[Extracted data entries]
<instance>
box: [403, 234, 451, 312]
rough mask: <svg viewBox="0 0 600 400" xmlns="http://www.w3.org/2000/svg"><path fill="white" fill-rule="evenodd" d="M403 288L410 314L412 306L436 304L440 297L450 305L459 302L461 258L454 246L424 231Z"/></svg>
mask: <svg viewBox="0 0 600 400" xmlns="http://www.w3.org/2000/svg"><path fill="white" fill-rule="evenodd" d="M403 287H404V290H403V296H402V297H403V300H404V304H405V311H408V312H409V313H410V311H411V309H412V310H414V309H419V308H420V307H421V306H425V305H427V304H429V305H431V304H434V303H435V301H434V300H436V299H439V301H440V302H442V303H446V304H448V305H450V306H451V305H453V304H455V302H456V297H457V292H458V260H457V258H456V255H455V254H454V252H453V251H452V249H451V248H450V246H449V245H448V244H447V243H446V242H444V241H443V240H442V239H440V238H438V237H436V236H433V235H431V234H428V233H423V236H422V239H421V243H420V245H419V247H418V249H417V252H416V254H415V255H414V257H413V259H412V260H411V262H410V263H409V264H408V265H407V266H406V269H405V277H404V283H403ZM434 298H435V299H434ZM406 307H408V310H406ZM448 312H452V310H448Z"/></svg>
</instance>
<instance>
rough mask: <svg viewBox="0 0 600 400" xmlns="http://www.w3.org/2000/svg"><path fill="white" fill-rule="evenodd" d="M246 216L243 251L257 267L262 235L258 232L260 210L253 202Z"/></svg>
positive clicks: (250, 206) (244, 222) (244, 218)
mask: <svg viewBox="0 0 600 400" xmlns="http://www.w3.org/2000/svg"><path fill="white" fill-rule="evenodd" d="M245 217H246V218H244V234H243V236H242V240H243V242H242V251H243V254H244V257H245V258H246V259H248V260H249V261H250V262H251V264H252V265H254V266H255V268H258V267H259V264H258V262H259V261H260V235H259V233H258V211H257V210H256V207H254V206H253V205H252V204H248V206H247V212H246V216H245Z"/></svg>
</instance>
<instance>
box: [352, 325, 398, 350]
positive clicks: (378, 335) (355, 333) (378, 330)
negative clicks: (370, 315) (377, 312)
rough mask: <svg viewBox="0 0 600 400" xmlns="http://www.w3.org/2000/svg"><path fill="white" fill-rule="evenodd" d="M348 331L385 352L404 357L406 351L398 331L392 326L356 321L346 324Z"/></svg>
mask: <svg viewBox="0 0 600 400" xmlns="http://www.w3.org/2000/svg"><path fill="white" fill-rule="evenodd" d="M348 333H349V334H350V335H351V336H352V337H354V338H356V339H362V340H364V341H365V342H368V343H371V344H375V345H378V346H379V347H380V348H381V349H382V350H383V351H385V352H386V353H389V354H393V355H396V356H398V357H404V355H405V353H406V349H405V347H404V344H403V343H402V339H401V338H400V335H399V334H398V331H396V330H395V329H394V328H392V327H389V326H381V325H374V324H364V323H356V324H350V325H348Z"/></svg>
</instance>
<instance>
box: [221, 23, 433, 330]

### WORK INSTRUCTIONS
With the line containing "box: [352, 325, 398, 350]" as the first and the last line of the records as the final one, print exactly the lines in that span.

### RESPONSE AREA
box: [352, 325, 398, 350]
positive clicks: (378, 335) (355, 333) (378, 330)
negative clicks: (370, 315) (377, 312)
rough mask: <svg viewBox="0 0 600 400" xmlns="http://www.w3.org/2000/svg"><path fill="white" fill-rule="evenodd" d="M348 331L385 352L404 357L406 351L398 331L392 326L356 321L346 324Z"/></svg>
mask: <svg viewBox="0 0 600 400" xmlns="http://www.w3.org/2000/svg"><path fill="white" fill-rule="evenodd" d="M348 333H349V334H350V335H351V336H352V337H354V338H356V339H362V340H364V341H365V342H368V343H371V344H375V345H378V346H379V347H380V348H381V349H382V350H383V351H385V352H386V353H389V354H393V355H396V356H398V357H404V355H405V353H406V349H405V347H404V344H403V343H402V339H401V338H400V335H399V334H398V331H396V330H395V329H394V328H392V327H389V326H381V325H374V324H364V323H356V324H350V325H348Z"/></svg>
</instance>
<instance>
box: [221, 23, 433, 330]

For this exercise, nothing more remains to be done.